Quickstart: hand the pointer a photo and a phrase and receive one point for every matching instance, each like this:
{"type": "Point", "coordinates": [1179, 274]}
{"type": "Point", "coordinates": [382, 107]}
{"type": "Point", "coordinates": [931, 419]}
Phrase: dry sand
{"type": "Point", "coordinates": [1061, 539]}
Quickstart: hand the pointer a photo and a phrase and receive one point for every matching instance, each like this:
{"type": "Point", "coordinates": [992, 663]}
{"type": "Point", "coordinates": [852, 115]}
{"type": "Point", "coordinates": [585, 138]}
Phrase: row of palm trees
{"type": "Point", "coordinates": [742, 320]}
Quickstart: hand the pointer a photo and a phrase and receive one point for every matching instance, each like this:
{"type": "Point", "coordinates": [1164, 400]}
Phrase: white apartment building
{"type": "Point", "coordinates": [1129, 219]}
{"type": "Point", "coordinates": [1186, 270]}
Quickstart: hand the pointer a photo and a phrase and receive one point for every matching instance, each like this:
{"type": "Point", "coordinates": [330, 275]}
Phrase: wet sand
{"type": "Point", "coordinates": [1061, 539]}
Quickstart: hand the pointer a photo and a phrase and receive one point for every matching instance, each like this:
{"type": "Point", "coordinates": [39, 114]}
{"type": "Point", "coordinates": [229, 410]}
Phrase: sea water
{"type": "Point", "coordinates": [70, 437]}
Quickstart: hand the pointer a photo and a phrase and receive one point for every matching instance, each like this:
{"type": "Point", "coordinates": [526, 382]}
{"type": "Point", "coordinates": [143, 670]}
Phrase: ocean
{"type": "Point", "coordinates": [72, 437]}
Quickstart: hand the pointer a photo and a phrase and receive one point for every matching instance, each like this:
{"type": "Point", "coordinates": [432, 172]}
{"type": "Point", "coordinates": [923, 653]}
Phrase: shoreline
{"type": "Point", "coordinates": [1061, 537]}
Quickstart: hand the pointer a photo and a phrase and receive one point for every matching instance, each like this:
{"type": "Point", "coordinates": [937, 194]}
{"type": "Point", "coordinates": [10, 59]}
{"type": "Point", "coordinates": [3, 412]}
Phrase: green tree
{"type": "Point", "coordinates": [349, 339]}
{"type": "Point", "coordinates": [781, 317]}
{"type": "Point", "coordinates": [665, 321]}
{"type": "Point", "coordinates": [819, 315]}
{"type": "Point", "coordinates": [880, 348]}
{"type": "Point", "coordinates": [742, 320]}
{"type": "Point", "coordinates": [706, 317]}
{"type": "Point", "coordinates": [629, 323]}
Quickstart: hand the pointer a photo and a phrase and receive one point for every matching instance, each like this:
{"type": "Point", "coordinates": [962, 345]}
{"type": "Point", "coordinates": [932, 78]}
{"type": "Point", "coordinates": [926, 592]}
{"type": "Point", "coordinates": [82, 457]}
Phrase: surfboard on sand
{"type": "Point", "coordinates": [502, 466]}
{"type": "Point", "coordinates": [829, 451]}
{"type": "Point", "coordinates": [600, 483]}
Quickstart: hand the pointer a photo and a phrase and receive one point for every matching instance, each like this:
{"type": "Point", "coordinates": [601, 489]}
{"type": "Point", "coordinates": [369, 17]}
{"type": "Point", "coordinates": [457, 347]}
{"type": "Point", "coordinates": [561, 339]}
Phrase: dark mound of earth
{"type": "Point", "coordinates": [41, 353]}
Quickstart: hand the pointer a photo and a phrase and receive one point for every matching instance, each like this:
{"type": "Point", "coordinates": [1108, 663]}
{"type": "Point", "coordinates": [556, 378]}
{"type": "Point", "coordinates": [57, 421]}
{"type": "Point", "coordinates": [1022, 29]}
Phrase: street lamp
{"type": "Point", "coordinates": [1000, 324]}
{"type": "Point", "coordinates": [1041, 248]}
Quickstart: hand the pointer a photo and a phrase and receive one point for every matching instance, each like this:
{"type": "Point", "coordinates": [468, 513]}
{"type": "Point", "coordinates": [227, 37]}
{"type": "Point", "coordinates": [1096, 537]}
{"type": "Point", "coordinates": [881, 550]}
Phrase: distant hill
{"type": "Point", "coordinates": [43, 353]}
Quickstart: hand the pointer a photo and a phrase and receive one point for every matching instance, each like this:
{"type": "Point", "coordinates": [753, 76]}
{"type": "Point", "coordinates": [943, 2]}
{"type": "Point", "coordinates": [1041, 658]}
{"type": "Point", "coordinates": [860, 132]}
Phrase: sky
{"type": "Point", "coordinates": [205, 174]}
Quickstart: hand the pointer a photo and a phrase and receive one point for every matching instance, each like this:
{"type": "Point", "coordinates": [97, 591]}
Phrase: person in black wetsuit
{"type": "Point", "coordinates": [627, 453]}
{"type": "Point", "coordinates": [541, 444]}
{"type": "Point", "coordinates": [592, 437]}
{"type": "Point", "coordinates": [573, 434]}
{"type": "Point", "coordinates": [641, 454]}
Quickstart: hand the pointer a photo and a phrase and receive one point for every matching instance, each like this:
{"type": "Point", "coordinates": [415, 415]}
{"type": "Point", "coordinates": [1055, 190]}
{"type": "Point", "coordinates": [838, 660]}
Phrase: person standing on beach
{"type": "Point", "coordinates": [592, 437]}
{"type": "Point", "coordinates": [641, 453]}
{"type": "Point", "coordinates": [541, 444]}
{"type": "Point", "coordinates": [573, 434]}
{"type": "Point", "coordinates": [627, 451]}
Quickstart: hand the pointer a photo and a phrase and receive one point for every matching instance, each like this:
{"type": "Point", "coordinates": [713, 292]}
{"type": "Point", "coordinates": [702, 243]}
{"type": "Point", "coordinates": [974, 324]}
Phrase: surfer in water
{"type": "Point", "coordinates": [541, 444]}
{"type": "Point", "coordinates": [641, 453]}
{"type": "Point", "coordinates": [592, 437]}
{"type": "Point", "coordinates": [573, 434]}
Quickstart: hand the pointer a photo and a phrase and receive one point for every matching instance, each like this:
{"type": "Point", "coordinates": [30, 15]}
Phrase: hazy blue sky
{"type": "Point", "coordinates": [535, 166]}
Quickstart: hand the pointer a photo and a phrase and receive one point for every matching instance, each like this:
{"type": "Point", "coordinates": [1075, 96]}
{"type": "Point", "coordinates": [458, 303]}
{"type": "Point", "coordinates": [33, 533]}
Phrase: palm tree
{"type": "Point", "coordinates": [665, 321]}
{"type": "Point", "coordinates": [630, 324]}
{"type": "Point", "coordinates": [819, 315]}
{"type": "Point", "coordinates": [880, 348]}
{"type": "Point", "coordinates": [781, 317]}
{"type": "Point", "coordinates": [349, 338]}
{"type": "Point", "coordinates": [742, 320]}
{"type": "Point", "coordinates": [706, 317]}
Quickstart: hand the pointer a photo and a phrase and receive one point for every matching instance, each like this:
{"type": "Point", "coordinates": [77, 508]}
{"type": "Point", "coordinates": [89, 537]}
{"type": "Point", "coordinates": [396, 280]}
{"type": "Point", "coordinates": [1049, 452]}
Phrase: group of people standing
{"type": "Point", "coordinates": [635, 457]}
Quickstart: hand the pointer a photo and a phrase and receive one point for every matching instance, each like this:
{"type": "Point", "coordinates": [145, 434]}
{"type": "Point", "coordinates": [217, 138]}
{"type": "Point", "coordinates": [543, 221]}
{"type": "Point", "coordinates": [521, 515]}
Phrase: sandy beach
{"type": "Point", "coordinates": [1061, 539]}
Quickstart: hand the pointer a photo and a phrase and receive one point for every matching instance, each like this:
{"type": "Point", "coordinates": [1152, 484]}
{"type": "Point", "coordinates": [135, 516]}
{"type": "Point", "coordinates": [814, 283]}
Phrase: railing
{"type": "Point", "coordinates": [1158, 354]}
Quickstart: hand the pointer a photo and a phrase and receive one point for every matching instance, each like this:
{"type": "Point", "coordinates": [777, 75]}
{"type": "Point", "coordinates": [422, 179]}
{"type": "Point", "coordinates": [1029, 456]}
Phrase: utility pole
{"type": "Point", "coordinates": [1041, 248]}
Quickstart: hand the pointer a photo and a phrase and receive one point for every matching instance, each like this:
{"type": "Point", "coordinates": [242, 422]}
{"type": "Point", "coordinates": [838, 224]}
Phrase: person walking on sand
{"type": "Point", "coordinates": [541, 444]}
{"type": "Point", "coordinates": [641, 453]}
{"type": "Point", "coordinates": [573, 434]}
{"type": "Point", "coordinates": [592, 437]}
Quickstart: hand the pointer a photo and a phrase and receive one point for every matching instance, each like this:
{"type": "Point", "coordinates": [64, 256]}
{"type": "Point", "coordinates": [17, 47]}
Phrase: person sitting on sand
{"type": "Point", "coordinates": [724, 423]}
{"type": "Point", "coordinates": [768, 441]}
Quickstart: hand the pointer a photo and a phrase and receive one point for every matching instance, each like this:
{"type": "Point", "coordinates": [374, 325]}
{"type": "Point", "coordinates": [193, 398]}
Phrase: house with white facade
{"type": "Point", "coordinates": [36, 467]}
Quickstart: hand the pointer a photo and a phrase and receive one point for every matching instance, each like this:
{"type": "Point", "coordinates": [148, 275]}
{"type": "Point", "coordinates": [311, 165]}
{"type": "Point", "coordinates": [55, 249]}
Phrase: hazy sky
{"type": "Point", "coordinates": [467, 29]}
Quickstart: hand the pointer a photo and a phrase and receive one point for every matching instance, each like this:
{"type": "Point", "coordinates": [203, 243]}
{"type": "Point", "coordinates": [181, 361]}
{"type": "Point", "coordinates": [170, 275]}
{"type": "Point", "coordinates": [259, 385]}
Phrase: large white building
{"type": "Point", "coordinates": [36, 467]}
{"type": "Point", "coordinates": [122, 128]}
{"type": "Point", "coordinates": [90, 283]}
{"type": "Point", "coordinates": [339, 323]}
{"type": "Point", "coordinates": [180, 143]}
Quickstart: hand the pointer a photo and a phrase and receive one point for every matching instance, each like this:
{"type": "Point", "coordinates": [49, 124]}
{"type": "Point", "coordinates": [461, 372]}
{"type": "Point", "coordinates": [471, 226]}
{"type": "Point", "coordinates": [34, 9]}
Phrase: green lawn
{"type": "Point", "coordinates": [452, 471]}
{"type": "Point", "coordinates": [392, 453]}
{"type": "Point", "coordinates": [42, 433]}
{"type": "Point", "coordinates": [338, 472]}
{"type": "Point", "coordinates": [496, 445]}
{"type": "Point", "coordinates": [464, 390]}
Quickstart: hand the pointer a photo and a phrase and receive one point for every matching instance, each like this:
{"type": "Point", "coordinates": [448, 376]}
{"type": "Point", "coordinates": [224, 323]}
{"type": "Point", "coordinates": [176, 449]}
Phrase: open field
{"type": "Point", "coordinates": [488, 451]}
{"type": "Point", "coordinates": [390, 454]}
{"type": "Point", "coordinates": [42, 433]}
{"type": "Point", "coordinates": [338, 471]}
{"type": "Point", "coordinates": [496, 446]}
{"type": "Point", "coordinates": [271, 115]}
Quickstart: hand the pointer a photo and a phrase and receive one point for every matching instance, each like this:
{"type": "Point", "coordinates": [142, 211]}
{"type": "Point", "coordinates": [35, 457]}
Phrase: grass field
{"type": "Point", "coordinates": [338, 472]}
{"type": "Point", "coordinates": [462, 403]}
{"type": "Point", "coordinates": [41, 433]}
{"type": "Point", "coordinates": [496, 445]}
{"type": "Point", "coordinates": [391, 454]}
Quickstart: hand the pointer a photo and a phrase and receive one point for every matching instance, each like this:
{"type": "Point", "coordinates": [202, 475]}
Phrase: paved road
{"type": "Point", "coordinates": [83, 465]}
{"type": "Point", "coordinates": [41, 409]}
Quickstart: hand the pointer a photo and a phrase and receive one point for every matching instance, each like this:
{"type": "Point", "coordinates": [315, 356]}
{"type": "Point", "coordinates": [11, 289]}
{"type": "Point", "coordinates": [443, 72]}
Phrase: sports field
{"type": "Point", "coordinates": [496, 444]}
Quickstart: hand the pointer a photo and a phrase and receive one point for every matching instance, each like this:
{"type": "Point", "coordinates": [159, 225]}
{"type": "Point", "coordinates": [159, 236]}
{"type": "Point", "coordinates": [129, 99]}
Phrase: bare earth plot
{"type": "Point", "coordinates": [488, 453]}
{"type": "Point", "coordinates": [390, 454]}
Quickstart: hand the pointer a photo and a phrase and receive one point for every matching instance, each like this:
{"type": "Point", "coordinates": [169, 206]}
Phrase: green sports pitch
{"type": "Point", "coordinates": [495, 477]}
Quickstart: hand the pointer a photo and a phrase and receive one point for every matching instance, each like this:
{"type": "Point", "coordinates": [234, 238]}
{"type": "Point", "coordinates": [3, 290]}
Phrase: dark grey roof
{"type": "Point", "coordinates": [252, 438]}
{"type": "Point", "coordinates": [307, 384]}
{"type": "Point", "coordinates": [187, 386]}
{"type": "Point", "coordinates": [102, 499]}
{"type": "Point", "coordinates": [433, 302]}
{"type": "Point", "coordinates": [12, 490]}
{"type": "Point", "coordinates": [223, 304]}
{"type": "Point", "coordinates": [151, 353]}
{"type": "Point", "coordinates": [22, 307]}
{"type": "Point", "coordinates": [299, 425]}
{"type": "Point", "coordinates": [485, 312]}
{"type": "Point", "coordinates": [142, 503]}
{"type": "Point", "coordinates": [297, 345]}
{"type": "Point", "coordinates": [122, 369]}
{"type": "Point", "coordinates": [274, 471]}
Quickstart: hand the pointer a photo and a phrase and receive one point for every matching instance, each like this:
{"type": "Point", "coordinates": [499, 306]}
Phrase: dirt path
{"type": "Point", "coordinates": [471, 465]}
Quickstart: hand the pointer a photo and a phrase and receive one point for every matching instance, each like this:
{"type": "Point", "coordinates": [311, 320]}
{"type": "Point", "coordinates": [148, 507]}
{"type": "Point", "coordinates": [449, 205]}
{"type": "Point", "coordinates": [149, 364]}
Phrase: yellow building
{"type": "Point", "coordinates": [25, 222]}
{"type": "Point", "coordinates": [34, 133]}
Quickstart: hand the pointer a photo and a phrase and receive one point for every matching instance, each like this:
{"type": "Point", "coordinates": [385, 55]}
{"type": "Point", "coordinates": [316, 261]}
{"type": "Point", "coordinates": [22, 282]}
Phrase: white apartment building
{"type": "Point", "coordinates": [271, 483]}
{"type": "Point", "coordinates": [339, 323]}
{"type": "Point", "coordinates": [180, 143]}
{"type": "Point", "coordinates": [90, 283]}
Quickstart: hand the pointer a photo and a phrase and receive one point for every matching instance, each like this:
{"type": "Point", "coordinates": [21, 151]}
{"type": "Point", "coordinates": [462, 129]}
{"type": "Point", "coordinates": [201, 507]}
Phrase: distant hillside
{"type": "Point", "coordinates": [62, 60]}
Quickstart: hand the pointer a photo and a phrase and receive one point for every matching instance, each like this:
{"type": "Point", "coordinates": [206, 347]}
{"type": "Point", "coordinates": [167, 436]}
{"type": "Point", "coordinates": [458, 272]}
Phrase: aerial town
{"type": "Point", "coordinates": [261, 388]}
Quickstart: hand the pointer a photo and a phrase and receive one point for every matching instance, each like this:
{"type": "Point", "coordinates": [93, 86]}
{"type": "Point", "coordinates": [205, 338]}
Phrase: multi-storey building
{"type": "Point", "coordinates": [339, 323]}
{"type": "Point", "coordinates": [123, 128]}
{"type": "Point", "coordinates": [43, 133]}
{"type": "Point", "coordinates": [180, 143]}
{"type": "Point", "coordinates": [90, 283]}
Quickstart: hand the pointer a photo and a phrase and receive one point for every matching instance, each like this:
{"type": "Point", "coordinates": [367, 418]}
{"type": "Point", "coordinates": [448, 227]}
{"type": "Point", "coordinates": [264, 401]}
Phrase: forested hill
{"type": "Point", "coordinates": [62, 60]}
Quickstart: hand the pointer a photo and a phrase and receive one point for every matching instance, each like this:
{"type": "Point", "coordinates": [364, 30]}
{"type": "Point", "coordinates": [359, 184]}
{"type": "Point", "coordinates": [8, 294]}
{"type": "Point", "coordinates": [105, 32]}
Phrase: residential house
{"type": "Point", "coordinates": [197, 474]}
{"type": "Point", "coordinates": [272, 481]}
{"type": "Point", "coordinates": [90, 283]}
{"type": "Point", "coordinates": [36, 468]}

__What you will do__: Show each line of the items above that contains the string "water". Case counts, so a line matches only when the capitalization is identical.

__Final answer__:
Phrase: sea water
Phrase: surfer in water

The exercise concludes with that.